• Task to complete: Print the rows below word for word, all of them. Leave the pictures out.

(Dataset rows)

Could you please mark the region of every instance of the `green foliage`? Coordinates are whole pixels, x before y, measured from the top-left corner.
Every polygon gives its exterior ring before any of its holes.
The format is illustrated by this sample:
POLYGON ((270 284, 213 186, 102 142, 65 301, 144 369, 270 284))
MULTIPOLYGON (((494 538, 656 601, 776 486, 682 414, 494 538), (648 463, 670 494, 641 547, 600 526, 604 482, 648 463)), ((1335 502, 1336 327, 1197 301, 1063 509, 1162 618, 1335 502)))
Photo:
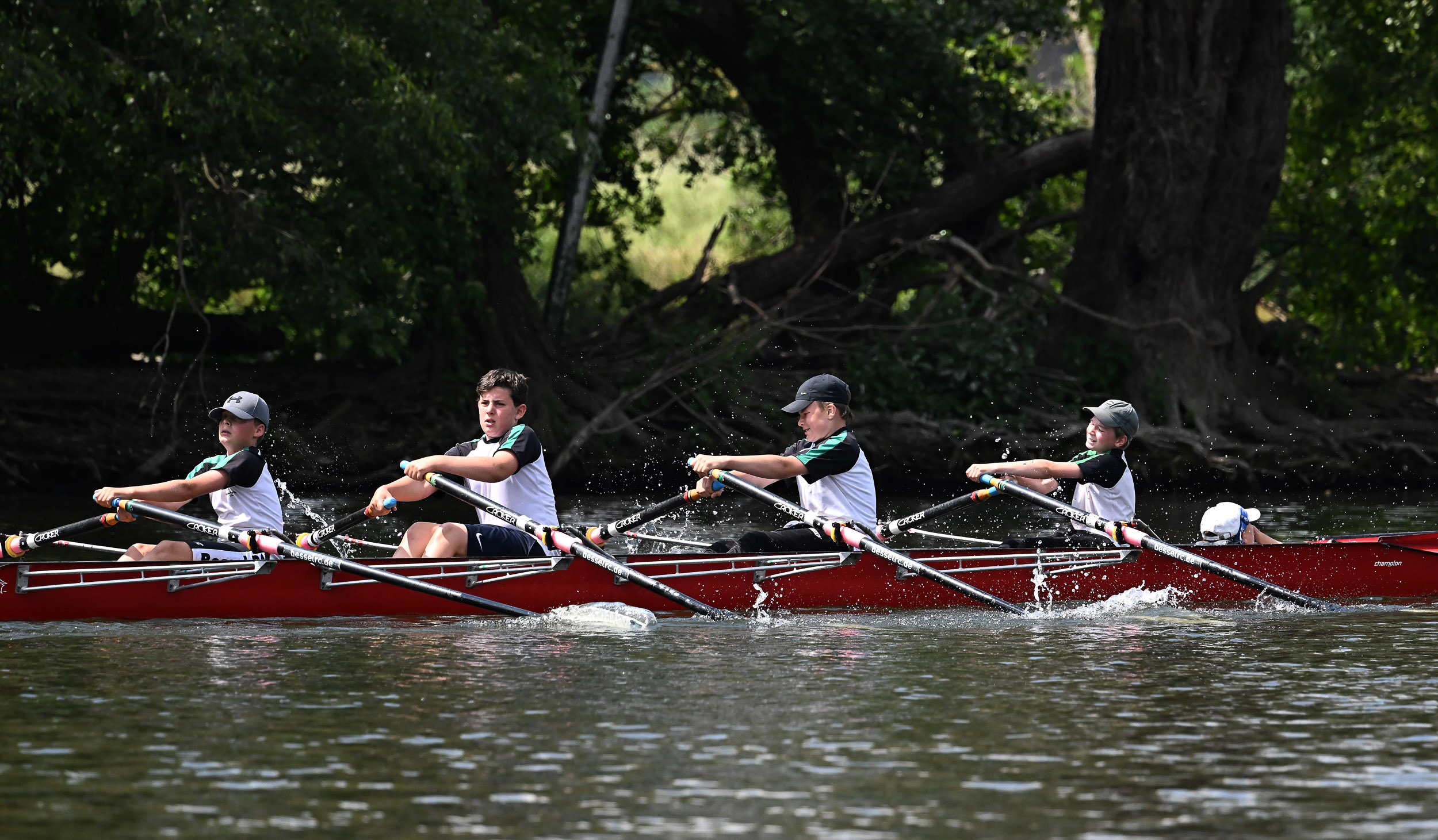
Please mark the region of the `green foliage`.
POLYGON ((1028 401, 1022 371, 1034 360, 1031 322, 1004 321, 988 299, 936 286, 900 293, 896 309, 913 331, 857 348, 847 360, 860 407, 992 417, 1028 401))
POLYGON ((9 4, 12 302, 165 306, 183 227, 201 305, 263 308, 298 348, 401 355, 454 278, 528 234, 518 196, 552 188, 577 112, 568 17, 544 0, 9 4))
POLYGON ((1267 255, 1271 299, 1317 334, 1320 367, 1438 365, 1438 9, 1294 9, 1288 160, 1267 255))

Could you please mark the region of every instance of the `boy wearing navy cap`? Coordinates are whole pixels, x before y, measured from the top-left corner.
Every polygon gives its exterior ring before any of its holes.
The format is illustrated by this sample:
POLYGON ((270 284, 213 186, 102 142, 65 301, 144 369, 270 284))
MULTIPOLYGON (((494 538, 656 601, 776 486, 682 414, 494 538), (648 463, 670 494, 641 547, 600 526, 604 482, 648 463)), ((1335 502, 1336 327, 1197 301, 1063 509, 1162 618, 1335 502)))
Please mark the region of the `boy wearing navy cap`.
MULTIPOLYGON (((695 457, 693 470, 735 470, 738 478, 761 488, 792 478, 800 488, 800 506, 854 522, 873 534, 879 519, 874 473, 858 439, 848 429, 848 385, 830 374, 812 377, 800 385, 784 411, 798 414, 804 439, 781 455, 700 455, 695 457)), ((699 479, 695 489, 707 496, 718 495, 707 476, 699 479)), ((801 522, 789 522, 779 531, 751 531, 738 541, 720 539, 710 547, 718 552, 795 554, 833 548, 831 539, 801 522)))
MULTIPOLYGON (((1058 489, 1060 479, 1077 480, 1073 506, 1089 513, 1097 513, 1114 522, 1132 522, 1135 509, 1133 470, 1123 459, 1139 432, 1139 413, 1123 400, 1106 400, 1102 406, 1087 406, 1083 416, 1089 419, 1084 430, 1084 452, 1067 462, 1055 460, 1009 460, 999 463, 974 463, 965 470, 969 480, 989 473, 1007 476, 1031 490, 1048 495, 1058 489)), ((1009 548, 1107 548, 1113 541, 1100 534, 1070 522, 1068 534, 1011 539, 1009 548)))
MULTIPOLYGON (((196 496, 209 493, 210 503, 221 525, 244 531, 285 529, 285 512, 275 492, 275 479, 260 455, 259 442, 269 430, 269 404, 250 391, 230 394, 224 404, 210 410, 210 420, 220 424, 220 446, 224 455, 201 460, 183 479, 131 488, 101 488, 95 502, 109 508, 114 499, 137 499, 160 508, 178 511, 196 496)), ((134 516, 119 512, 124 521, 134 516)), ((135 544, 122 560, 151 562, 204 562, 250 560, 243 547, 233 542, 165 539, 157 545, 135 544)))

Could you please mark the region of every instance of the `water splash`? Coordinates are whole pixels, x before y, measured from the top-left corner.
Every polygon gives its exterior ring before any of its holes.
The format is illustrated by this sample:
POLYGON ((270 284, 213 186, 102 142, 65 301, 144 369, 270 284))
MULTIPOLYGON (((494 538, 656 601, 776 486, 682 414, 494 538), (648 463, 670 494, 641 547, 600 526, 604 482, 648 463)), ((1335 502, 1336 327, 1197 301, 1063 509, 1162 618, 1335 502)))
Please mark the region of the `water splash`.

• Result of the exercise:
Could you please mark the region of every instance of the `green foliage`? Coordinates are whole pixels, x before y, measured from the top-left corner.
Every polygon gives its exterior ring before any of its holes.
The format is illustrated by this sample:
POLYGON ((270 284, 213 186, 102 142, 65 301, 144 369, 270 284))
MULTIPOLYGON (((494 538, 656 601, 776 486, 682 414, 494 538), (648 463, 670 494, 641 547, 600 526, 604 482, 648 463)), ((1335 502, 1336 327, 1197 301, 1063 509, 1162 618, 1335 502)))
Photo:
Please mark the region of the `green foliage`.
POLYGON ((1028 401, 1022 371, 1034 360, 1031 322, 1004 321, 988 299, 936 286, 900 293, 896 309, 913 331, 857 348, 847 360, 860 407, 992 417, 1028 401))
POLYGON ((9 4, 12 302, 165 306, 183 227, 201 305, 263 308, 298 348, 401 355, 454 278, 528 234, 518 196, 552 188, 577 112, 568 17, 544 0, 9 4))
POLYGON ((1267 255, 1271 299, 1317 334, 1320 367, 1438 365, 1438 9, 1294 9, 1288 160, 1267 255))

Could you please mark the region of every instance of the `boy wearing navy cap`? Coordinates are whole pixels, x before y, measured from the top-left corner.
Every polygon gives its exterior ring before any of its holes.
The format is illustrated by this sample:
POLYGON ((270 284, 213 186, 102 142, 65 301, 144 369, 270 284))
MULTIPOLYGON (((494 538, 656 601, 776 486, 682 414, 494 538), (648 463, 670 494, 641 547, 600 526, 604 482, 648 463)), ((1335 502, 1336 327, 1197 301, 1063 509, 1162 618, 1335 502)))
Please mark the region of the `boy wearing navy cap`.
MULTIPOLYGON (((695 457, 693 470, 735 470, 738 478, 761 488, 792 478, 800 488, 800 506, 854 522, 873 534, 879 519, 874 473, 858 439, 848 429, 848 385, 830 374, 812 377, 800 385, 784 411, 798 414, 804 439, 781 455, 700 455, 695 457)), ((699 479, 695 489, 707 496, 718 495, 707 476, 699 479)), ((801 522, 789 522, 779 531, 751 531, 738 541, 720 539, 710 547, 718 552, 795 554, 833 548, 831 539, 801 522)))
MULTIPOLYGON (((1058 489, 1060 479, 1077 480, 1073 506, 1089 513, 1097 513, 1114 522, 1132 522, 1135 509, 1133 470, 1123 459, 1139 432, 1139 413, 1123 400, 1106 400, 1102 406, 1087 406, 1083 416, 1089 419, 1084 430, 1084 452, 1067 462, 1055 460, 1009 460, 999 463, 974 463, 965 470, 969 480, 989 473, 1007 476, 1031 490, 1048 495, 1058 489)), ((1009 548, 1107 548, 1113 541, 1100 534, 1070 522, 1068 534, 1011 539, 1009 548)))
MULTIPOLYGON (((196 496, 209 493, 210 503, 221 525, 244 531, 285 529, 285 512, 275 492, 275 479, 260 455, 259 442, 269 430, 269 404, 250 391, 230 394, 224 404, 210 410, 210 420, 220 424, 220 446, 224 455, 201 460, 183 479, 131 488, 101 488, 95 502, 109 508, 114 499, 137 499, 160 508, 178 511, 196 496)), ((134 516, 119 512, 124 521, 134 516)), ((135 544, 122 560, 151 562, 204 562, 250 560, 243 547, 233 542, 165 539, 157 545, 135 544)))

Could you please mark the region of every instance of the `water splash`? Coordinates are whole pixels, x before y, measured from the top-left corner.
Every polygon gives its exterior ring before any of its holes.
The format is illustrated by this sample:
POLYGON ((270 284, 213 186, 102 142, 65 301, 144 369, 270 284))
MULTIPOLYGON (((494 538, 656 601, 776 486, 682 414, 494 538), (648 463, 670 494, 641 547, 600 526, 604 482, 648 463)), ((1335 502, 1336 327, 1197 301, 1063 509, 1162 618, 1335 502)))
Please mark the region of the `water splash`.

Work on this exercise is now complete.